-- Extract --
━━━

# Looking for band



## FISH BAIT (Jun 7, 2004)

My wife and I are looking for a local band to play a private party on October 15, in the Alvin Tx area. The gig will be some where between 7:00 and 11:00, 3 to 4 hrs of music, and the sets can be devided however works best. What we would like is a good variety of country, old and new, southern rock, and texas music. It will be a mature croud, and the band will be welcome to join in the party. Any sugestion will be appriceated.

Thanks FB


----------



## onesourceoil (Apr 22, 2005)

*Band*

You might give a shout to Clay Crockett and the Shotgun Riders. They're from Victoria but they play everywhere. I consider myself a judge of good music and these boys are good. I think you can email him at [email protected].


----------



## reeltimer (Feb 5, 2010)

PM Ibtsoom on 2cool!


----------



## 4 Ever-Fish N (Jun 10, 2006)

281-821-2022 Ask for David / service tech. May have to leave a msg. He is out in the field a lot. Cannot remember the bands name.....


----------



## FISH BAIT (Jun 7, 2004)

*Thanks*

Thanks for the tips! I wound up booking a guy named Moses Rangel. He is mostly clasic country and sounds good.

Thanks FB


----------

━━━

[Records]
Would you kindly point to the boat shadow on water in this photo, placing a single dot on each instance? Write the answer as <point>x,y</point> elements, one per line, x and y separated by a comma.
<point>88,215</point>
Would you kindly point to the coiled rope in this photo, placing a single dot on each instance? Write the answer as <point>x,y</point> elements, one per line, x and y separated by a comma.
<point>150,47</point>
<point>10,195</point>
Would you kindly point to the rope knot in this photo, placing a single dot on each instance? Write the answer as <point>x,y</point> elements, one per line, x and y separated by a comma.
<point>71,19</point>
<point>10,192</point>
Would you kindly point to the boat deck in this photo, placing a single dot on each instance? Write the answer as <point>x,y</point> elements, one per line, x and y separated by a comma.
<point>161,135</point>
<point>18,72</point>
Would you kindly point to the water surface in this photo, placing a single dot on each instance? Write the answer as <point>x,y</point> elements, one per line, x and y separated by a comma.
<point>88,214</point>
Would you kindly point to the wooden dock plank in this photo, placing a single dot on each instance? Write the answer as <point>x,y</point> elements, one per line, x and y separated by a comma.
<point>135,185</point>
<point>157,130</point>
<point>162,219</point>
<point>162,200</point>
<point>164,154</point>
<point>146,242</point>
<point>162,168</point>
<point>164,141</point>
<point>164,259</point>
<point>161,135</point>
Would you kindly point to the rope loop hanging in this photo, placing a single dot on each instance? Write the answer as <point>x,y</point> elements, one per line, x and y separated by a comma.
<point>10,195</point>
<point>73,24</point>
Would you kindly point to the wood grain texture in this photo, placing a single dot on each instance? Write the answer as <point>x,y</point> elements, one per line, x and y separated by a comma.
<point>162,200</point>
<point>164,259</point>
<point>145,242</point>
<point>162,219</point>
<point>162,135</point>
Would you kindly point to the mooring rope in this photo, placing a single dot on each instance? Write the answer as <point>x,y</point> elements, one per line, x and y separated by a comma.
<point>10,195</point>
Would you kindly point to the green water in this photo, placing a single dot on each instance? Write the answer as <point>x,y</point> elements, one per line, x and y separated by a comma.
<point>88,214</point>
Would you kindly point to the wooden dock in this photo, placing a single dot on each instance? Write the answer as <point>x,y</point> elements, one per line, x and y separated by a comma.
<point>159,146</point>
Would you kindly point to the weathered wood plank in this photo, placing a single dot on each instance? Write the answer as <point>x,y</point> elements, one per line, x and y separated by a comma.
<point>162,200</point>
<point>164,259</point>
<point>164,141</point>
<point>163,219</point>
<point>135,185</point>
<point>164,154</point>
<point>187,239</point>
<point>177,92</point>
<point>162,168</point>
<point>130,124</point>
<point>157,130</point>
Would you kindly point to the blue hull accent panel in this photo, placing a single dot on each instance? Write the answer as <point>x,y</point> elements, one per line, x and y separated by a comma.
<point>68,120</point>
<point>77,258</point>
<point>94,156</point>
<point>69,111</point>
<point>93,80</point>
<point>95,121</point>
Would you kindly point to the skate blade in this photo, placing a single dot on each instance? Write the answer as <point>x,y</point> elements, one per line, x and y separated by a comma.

━━━

-- Tasks to complete --
a) Please reproduce the thread between "You might give" and "(Feb 5, 2010)", inclusive, swapping "Victoria" for "Houston".
b) Render this sentence from the thread in Spanish: "I wound up booking a guy named Moses Rangel."
These items are separate from the thread.

-- Set of answers --
a)
You might give a shout to Clay Crockett and the Shotgun Riders. They're from Houston but they play everywhere. I consider myself a judge of good music and these boys are good. I think you can email him at [email protected].


----------



## reeltimer (Feb 5, 2010)

b) Terminé contratando a un tipo llamado Moses Rangel.